--- SELECTED EXTRACT ---
Friday, December 20, 2013

Bagration vs Bagration: an arranged marriage ... with consequences

The Patriarch of the Georgian Orthodox Church played a major role in arranging a marriage Princess Anna Bagration-Gruzinsky, daughter of Prince Nuzgar, dynastic heir to a throne that ceased to exist in 1801, and Prince David Bagration-Mukhransky. 

Patriarch Ilia II supports the idea of a constitutional monarchy in Georgia, which, according to one report, "the idea was greeted with joy by a large part of Georgian society."

Ilia II's plan to arrange a marriage for Princess Anna, already divorced for two years from her first husband, began in earnest in the mid-2000s.  He soon found the perfect candidate: Prince David Bagration, a member of the Mukhranksy branch of the family, whose family had lived in Spain for many years.  David had come from Spain to live in Tbilisi, stating his claim as heir to the long-defunct throne.

--- INFORMATION SUPPLIED ---
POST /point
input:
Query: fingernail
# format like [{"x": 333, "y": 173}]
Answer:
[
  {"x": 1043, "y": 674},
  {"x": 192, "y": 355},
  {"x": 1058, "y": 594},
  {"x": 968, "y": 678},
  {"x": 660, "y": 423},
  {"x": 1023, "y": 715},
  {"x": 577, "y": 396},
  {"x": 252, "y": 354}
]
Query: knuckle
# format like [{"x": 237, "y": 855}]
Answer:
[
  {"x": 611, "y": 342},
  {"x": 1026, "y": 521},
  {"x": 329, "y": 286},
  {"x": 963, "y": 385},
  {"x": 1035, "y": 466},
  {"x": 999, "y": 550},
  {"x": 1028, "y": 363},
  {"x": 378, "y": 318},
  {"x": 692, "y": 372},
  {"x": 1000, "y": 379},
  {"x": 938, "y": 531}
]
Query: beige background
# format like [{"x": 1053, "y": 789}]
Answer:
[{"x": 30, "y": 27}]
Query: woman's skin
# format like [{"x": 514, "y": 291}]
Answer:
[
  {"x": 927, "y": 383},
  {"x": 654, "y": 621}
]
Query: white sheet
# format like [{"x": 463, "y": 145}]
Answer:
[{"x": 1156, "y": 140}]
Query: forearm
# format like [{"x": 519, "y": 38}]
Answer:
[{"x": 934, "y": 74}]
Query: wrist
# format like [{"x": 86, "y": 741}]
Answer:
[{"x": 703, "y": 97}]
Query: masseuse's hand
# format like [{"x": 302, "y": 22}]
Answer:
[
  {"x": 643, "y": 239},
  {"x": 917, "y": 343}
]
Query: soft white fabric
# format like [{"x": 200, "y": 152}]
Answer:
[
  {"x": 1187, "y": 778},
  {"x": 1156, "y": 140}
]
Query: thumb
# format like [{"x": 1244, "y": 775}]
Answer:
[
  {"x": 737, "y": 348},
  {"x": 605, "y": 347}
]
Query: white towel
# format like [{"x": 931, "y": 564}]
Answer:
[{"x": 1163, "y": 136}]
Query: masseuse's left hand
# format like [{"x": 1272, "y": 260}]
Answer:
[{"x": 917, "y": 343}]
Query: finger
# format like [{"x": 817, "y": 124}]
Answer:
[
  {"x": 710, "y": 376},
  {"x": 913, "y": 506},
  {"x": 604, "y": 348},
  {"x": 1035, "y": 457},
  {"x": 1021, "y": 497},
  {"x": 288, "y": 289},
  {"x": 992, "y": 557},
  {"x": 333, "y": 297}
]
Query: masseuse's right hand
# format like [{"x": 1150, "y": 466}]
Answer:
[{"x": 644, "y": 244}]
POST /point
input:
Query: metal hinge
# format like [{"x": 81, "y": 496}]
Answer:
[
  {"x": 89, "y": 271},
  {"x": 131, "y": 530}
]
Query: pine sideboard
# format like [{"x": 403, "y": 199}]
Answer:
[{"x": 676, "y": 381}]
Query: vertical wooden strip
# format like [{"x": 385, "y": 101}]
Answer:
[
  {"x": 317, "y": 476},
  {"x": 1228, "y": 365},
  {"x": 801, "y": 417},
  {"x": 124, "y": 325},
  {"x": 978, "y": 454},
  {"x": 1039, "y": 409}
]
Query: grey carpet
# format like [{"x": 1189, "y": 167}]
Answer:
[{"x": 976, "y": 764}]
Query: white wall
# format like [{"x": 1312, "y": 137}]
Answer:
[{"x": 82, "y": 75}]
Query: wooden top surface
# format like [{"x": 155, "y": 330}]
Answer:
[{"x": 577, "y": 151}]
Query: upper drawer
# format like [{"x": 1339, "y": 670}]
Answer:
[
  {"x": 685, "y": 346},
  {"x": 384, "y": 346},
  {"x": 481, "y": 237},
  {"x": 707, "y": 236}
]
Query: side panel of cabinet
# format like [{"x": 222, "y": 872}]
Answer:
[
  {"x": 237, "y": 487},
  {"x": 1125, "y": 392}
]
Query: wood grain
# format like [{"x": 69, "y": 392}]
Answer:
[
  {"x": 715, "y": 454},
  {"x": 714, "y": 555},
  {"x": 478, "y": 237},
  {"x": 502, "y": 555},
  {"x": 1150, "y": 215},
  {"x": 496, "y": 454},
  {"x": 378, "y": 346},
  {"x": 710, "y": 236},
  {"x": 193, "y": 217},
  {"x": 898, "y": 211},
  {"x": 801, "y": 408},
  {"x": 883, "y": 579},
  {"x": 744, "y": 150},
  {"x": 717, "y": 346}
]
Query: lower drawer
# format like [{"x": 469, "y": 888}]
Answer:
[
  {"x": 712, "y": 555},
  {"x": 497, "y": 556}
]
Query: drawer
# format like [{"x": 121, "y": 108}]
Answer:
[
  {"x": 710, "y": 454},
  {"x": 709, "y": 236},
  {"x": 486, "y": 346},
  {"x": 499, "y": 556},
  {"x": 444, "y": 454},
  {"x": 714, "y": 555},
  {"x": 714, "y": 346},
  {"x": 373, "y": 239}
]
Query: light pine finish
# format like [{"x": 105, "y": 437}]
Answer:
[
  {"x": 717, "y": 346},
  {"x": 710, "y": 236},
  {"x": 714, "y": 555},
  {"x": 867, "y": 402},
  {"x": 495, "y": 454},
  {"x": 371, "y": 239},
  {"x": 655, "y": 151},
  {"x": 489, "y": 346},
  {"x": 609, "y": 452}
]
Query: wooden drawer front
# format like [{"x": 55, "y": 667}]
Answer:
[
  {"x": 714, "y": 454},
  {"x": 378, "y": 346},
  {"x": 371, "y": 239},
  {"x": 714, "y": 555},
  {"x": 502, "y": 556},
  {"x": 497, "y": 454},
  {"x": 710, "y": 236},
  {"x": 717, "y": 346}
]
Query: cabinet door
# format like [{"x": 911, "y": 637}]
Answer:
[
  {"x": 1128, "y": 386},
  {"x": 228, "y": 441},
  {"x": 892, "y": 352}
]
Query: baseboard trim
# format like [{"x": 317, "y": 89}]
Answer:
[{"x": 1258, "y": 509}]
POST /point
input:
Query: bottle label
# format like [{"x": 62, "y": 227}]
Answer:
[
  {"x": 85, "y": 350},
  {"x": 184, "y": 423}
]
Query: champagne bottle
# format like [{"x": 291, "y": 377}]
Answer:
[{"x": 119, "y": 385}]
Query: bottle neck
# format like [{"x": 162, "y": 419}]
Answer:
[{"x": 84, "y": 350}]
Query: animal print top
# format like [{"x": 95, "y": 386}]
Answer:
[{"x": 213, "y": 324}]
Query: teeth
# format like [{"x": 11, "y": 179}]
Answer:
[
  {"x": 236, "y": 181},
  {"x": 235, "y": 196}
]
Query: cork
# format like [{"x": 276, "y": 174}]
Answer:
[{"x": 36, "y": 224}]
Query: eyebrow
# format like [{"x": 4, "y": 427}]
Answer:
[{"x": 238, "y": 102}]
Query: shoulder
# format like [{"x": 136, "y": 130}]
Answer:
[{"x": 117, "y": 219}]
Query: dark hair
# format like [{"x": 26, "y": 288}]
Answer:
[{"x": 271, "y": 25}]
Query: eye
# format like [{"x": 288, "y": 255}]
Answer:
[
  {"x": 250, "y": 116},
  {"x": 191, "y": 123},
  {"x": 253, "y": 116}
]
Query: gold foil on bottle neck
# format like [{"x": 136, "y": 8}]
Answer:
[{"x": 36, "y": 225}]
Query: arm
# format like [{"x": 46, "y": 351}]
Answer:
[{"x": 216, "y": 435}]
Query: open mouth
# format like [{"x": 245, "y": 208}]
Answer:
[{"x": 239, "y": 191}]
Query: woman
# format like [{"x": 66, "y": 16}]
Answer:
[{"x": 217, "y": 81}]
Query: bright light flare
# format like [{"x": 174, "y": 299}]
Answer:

--- REQUIREMENTS ---
(1) Using the post on the Bagration marriage, decide whether each statement agrees with it: (a) Patriarch Ilia II supports a constitutional monarchy in Georgia; (b) Princess Anna had never been married before; (c) Prince David's family had lived in France for many years. For each, answer yes or no and quote the deciding words.
(2) Please extract word for word the passage of the post on the Bagration marriage starting with "Friday, December 20, 2013" and going on through "Prince David Bagration-Mukhransky.".

--- EXERCISE RESULTS ---
(1)
(a) Yes: "Patriarch Ilia II supports the idea of a constitutional monarchy in Georgia"
(b) No: "already divorced for two years from her first husband"
(c) No: "whose family had lived in Spain for many years"

(2)
Friday, December 20, 2013

Bagration vs Bagration: an arranged marriage ... with consequences

The Patriarch of the Georgian Orthodox Church played a major role in arranging a marriage Princess Anna Bagration-Gruzinsky, daughter of Prince Nuzgar, dynastic heir to a throne that ceased to exist in 1801, and Prince David Bagration-Mukhransky.